■ WORK TASK
The records that follow are to be repeated exactly, without any pictures.

■ INPUT
■ ■ ■

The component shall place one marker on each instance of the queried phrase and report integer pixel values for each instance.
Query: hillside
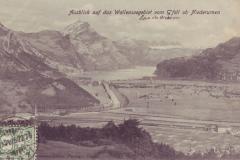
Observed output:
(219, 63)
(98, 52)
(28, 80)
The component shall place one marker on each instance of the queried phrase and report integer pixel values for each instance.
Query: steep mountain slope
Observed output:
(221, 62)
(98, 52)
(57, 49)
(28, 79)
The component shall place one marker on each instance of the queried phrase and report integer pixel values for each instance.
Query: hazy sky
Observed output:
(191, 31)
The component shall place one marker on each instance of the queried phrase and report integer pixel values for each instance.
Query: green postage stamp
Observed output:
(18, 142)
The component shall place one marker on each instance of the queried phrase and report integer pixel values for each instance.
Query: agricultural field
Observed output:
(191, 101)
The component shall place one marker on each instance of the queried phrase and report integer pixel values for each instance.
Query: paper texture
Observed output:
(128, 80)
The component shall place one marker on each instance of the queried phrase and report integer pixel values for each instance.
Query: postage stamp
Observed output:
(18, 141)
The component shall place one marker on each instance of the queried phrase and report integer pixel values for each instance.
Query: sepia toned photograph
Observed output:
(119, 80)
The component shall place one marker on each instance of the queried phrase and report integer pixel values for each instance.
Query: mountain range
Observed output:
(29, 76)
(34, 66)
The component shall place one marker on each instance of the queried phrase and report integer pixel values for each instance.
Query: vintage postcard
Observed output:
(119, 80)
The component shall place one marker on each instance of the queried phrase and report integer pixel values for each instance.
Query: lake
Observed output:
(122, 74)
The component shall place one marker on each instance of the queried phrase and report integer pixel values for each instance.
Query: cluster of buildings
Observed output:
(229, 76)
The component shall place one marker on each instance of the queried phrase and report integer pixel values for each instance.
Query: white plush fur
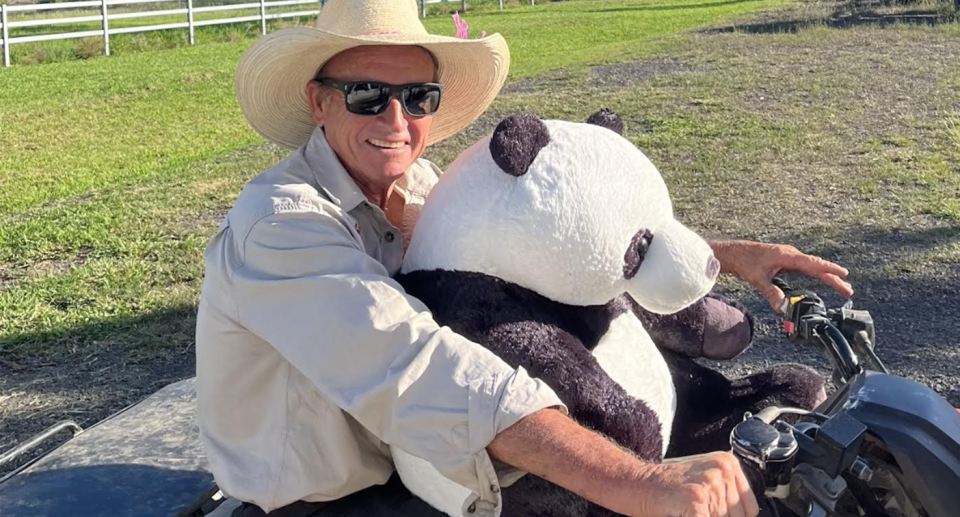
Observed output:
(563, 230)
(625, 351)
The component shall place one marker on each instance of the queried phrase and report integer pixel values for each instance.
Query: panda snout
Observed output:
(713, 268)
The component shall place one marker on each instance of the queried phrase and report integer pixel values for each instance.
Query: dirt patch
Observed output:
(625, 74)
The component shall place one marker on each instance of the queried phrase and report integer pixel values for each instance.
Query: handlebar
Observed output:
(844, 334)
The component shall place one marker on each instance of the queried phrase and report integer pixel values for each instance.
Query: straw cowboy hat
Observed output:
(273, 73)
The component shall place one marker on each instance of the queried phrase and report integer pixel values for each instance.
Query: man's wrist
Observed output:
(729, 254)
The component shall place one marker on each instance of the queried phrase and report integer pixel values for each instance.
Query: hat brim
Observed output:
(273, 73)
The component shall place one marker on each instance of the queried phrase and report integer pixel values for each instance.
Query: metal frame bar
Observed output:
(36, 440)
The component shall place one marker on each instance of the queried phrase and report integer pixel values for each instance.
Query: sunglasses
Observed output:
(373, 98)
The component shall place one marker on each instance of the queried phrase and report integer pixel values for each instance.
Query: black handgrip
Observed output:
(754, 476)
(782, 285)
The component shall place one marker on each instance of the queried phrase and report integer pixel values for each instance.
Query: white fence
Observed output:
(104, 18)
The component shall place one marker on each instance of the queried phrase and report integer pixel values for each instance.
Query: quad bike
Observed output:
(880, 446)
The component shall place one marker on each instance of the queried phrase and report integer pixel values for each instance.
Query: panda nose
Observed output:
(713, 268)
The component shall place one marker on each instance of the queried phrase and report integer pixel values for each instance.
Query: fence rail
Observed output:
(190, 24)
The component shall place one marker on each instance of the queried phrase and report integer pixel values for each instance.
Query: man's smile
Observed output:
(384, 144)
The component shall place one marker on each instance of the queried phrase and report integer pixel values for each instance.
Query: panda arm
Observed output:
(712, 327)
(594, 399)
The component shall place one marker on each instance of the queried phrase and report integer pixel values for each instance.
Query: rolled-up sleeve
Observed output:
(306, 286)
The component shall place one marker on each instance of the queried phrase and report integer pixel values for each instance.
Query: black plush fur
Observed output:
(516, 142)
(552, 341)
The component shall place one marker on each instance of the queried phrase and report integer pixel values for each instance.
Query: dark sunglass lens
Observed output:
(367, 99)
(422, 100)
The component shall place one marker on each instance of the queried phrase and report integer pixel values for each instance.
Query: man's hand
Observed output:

■ ■ ■

■ EXERCISE SOLUTION
The component shall place one marker on each instance of the queried phrase and report integer pixel values for each instance.
Query: hillside
Observed output:
(219, 63)
(98, 52)
(28, 80)
The component shall place one marker on each instance of the queried phrase and report integer pixel values for each instance.
Query: steep mountain slope
Observed output:
(221, 62)
(98, 52)
(57, 49)
(28, 79)
The component shall place one marker on each instance of the queried phrase and report integer pixel values for each instance.
Query: hazy sky
Observed output:
(191, 31)
The component shall place one marker on each instance of the queried phrase and report integer pixel values for each instance.
Query: green postage stamp
Observed output:
(18, 142)
The component shall place one marker on each instance of the queried phrase and report integer pixel values for each instance.
Query: agricultural field
Observed output:
(191, 101)
The component shall place one marker on each instance of the queried phrase and report integer pixel values for each instance.
Query: paper texture
Observed output:
(128, 80)
The component shall place one marker on each instance of the queried phrase and report integer pixel values for each instance.
Query: postage stamp
Observed output:
(18, 141)
The component shall place one marker on each instance of the queried phrase and report integer pixel values for each instance.
Query: sepia toned photograph
Observed output:
(119, 80)
The component shall place one marker on each instance of the queried phrase and report integer pixel values for each instance.
Query: mountain range
Observed output:
(29, 76)
(34, 66)
The component shall place one marker on each instance of the queried phrase and report integer pixel values for each instance.
Query: vintage postcard
Observed output:
(119, 80)
The component shall place one marker on each instance of the queried phrase and report integer pixel values for each instance.
Query: lake
Observed output:
(122, 74)
The component shall place one marker on each instance of the queried phrase and report integer pixel values for each instance.
Query: cluster of buildings
Observed output:
(229, 76)
The component shall place one marker on each instance of the queried phrase and report integer pixel values for each instance.
Query: white plush fur
Observed output:
(563, 230)
(625, 351)
The component shall place one marker on each instance of the queried phrase and report integer pixel values for each instance.
Query: panda snout
Observed output:
(713, 268)
The component shall place one marker on each instance of the queried phrase and report integer pixel values for each instance.
Query: dirt patch
Observed output:
(625, 74)
The component shall place one marker on each instance of the queried phrase and report integer pixel values for each instance.
Query: handlebar
Observed output:
(844, 334)
The component shall place one marker on each instance of the queried phrase and report integer pixel values for each instance.
Query: straw cowboy hat
Observed output:
(273, 73)
The component shall place one marker on each instance of the queried phrase and report integer pixel values for each instance.
Query: man's wrist
Observed output:
(729, 254)
The component shall place one marker on each instance of the queried phrase and report integer pixel values for each instance.
Query: hat brim
Observed output:
(273, 73)
The component shall place one marker on each instance of the queried phrase and report integer pixel values for each instance.
Query: metal frame bar
Observed output:
(36, 440)
The component shall place one marker on each instance of the queried phrase and report integer pixel values for each instance.
Query: sunglasses
Observed output:
(373, 98)
The component shall place one marker on each instance of the queried phrase and report integer pixel values for each instance.
Query: black handgrip
Observed output:
(754, 476)
(782, 285)
The component shall place one marker on each instance of the queried phrase and report integer pixel values for each instance.
Query: white fence
Observed output:
(104, 18)
The component shall place one marker on each instance of the queried phrase and report integer pixel values for each instance.
Query: quad bike
Observed output:
(880, 446)
The component shall place one marker on each instance of the queried phrase and report integer pixel values for each instance.
Query: panda nose
Observed output:
(713, 268)
The component shall place one marker on each instance of the queried phrase and report integer pixel values for each instance.
Query: fence rail
Observed output:
(190, 24)
The component shall place one marker on each instance of the queried phrase and report integer pixel values for each instance.
Query: man's smile
Observed output:
(384, 144)
The component shall place one marker on each instance of the queried phrase and report integer pixel values for each instance.
Query: panda arm
Observed output:
(712, 327)
(594, 399)
The component shall place one marker on each instance of the queried phrase and report integer pixel values for each instance.
Query: rolled-up sleeve
Observed output:
(306, 286)
The component shall place one marker on each instance of the queried phrase and report integer pixel values for each instance.
Query: black plush fur
Observed output:
(516, 142)
(552, 341)
The component shall place one marker on each instance of the queried phrase and report integer pixel values for each instance.
Query: dark sunglass lens
Observed output:
(367, 99)
(422, 100)
The component shall place one marker on each instance of the queried phrase and report integer pixel values for each instance.
Query: man's hand
Observed output:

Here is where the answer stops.